• [DIRECTIONS FOR THIS TASK]: Make an exact copy of the lines, leaving the pictures out.

****************

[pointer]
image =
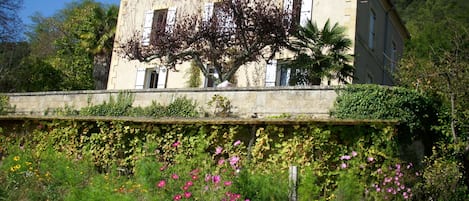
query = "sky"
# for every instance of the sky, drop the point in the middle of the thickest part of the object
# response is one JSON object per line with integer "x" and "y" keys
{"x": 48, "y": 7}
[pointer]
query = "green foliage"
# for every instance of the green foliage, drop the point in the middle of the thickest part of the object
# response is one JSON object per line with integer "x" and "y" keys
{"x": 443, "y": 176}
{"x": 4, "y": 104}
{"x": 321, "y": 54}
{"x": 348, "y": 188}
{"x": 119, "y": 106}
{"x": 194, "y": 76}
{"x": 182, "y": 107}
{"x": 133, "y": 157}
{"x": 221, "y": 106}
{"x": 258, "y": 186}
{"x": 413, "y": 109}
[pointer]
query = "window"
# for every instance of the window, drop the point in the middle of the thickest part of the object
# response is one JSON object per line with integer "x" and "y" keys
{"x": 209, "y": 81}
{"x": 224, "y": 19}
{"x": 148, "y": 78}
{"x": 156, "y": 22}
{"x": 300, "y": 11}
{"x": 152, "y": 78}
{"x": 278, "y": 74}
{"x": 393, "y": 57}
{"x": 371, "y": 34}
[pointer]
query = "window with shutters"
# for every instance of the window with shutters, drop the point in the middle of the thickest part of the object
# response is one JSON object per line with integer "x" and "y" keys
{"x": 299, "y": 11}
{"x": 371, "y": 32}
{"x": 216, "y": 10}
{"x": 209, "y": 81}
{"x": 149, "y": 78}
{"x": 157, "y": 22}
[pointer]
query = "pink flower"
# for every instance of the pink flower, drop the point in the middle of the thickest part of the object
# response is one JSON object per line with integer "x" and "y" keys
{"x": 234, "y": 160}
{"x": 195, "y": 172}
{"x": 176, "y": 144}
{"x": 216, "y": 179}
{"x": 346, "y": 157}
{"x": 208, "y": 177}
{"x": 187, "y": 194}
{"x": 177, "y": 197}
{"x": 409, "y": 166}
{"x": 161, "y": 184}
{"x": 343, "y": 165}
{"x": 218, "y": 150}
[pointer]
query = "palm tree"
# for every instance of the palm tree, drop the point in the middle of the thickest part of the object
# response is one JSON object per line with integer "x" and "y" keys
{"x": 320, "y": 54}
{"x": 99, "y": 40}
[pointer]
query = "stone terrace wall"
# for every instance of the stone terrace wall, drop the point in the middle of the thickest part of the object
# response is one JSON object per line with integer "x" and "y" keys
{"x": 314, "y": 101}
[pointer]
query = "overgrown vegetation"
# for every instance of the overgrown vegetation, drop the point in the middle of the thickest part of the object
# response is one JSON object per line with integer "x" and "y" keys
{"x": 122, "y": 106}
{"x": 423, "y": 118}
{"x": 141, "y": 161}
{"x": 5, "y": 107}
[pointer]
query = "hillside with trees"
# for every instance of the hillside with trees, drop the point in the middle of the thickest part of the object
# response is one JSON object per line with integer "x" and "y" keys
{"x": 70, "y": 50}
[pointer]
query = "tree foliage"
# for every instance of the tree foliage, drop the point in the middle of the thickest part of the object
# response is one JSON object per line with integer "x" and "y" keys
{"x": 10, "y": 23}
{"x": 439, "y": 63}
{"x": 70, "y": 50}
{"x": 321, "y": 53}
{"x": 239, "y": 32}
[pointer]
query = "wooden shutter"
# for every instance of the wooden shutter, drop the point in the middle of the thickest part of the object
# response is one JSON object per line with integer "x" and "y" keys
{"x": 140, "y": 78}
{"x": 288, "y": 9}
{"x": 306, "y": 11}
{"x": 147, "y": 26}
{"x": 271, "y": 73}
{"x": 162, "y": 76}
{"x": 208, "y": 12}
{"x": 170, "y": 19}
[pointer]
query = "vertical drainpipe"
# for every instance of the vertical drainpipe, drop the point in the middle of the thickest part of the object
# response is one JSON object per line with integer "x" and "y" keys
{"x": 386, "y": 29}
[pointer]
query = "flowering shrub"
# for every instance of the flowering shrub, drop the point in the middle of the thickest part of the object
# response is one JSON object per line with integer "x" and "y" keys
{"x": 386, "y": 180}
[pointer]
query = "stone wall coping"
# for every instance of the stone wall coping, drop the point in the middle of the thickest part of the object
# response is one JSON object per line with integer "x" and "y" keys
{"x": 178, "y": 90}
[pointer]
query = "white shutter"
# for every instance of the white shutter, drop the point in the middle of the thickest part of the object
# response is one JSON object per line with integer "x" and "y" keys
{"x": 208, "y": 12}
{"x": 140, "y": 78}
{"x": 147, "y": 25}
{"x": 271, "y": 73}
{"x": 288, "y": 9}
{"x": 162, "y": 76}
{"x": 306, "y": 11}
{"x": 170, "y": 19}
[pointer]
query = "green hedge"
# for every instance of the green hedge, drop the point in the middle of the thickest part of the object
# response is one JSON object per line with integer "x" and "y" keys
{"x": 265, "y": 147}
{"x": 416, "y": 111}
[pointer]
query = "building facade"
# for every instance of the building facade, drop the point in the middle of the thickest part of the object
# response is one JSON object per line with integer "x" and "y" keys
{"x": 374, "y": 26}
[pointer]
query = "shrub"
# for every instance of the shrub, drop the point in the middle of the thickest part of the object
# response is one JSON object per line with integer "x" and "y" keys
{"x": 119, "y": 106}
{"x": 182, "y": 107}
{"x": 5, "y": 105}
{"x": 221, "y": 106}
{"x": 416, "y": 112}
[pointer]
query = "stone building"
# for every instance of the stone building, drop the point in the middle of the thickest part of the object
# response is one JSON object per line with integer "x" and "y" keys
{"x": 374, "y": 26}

****************

• [COMPLETED TASK]:
[pointer]
image =
query = "sky"
# for every instance of the sky, drop the point in the middle of the thickest part of the object
# response is one JSON object per line with integer "x" and "y" keys
{"x": 48, "y": 7}
[pointer]
query = "green foliage"
# for every instance of the green foliage, drop the point in the middle of the thickest part of the object
# response is one JSON object per line with integer "x" and "y" keys
{"x": 443, "y": 176}
{"x": 4, "y": 104}
{"x": 321, "y": 54}
{"x": 348, "y": 188}
{"x": 119, "y": 106}
{"x": 194, "y": 76}
{"x": 182, "y": 107}
{"x": 133, "y": 157}
{"x": 221, "y": 106}
{"x": 258, "y": 186}
{"x": 413, "y": 109}
[pointer]
query = "window"
# for every instance of the window, drop the point in the middle of the thickest part of the object
# response is one JSON object per line with integer "x" and "y" keys
{"x": 209, "y": 81}
{"x": 224, "y": 19}
{"x": 148, "y": 78}
{"x": 156, "y": 22}
{"x": 300, "y": 11}
{"x": 152, "y": 78}
{"x": 278, "y": 74}
{"x": 393, "y": 57}
{"x": 371, "y": 34}
[pointer]
query = "window with shutters"
# for every instance of the window with shutters, drop the point in the middle of the thickest part of the object
# response is one JSON object per line with integer "x" and "y" keys
{"x": 299, "y": 11}
{"x": 371, "y": 32}
{"x": 216, "y": 10}
{"x": 209, "y": 81}
{"x": 149, "y": 78}
{"x": 157, "y": 22}
[pointer]
query = "pink flower"
# for every instance of the pink flower, drop the point in the middle of the thickest part of the object
# response is one JSON object per line with integer "x" and "y" keys
{"x": 234, "y": 160}
{"x": 195, "y": 172}
{"x": 176, "y": 144}
{"x": 216, "y": 179}
{"x": 346, "y": 157}
{"x": 208, "y": 177}
{"x": 187, "y": 194}
{"x": 177, "y": 197}
{"x": 409, "y": 166}
{"x": 161, "y": 184}
{"x": 343, "y": 165}
{"x": 218, "y": 150}
[pointer]
query = "palm tree"
# for every instance of the palm tree, drop the point in the middle of the thickest part of the object
# response is one JSON object per line with integer "x" and "y" keys
{"x": 320, "y": 54}
{"x": 99, "y": 40}
[pointer]
query = "stone terrace wall"
# for every instance of the stone terrace wall, drop the point in the middle of the thickest part of the object
# response is one JSON object per line with integer "x" and "y" keys
{"x": 314, "y": 101}
[pointer]
query = "overgrown vegetation"
# for every instance of the overgrown vegetation, drop the point in the middle of the thickest part of the object
# response is one JSON object per line with integer "x" and "y" keys
{"x": 122, "y": 106}
{"x": 423, "y": 118}
{"x": 141, "y": 161}
{"x": 5, "y": 107}
[pointer]
query = "hillside with trees"
# for every instance of the hillside with trees, drop the point in the middle of the thickest part of the object
# response is one JSON object per line with integer "x" and "y" keys
{"x": 70, "y": 50}
[pointer]
query = "tree foliage"
# for every instance of the tree foliage, drop the point in the middle of the thickest part of the object
# response is one JSON object per line with integer "x" and "y" keys
{"x": 10, "y": 23}
{"x": 439, "y": 63}
{"x": 70, "y": 50}
{"x": 321, "y": 53}
{"x": 239, "y": 32}
[pointer]
query = "wooden shutter"
# for every instance of the wooden shutter, drop the point in the middle of the thickest part of the object
# response is one JSON object per line with integer "x" and "y" keys
{"x": 140, "y": 78}
{"x": 288, "y": 9}
{"x": 306, "y": 11}
{"x": 147, "y": 26}
{"x": 271, "y": 73}
{"x": 162, "y": 76}
{"x": 208, "y": 12}
{"x": 170, "y": 19}
[pointer]
query = "vertical drainpipe"
# for every instance of the vertical drainpipe, drop the point in the middle of the thickest part of the object
# response is one JSON object per line with integer "x" and "y" keys
{"x": 386, "y": 29}
[pointer]
query = "flowering shrub"
# for every instance of the flowering shrub, drop the point in the middle of the thickest part of the object
# response is one JSON object per line with integer "x" and "y" keys
{"x": 386, "y": 180}
[pointer]
query = "stone wall coping"
# for every instance of the stone wall coping, drop the point in the middle of the thickest part of the object
# response is one JSON object per line with integer "x" and "y" keys
{"x": 178, "y": 90}
[pointer]
query = "white shutter"
# for every instance of the white shutter, drop the point in the middle of the thickest part of the object
# response is one JSON object per line with integer "x" and "y" keys
{"x": 208, "y": 12}
{"x": 140, "y": 78}
{"x": 147, "y": 25}
{"x": 271, "y": 73}
{"x": 288, "y": 9}
{"x": 162, "y": 76}
{"x": 306, "y": 11}
{"x": 170, "y": 19}
[pointer]
query = "green hedge"
# for every instance of the green hedge, drop the point in the middle of the thickest part of the object
# response is one JSON object per line with integer "x" and "y" keys
{"x": 265, "y": 147}
{"x": 416, "y": 111}
[pointer]
query = "building facade"
# for every instance of the building facade, drop the point in the middle of the thickest part of the object
# response is one JSON object per line with integer "x" and "y" keys
{"x": 374, "y": 26}
[pointer]
query = "shrub"
# for every instance of the shrub, drop the point in the middle of the thickest part of the object
# response is one JSON object per line with integer "x" and "y" keys
{"x": 119, "y": 106}
{"x": 182, "y": 107}
{"x": 5, "y": 105}
{"x": 221, "y": 106}
{"x": 416, "y": 112}
[pointer]
query = "stone building"
# for every instance of the stone building, drop the point in the middle of the thickest part of the object
# response is one JSON object per line with integer "x" and "y" keys
{"x": 374, "y": 26}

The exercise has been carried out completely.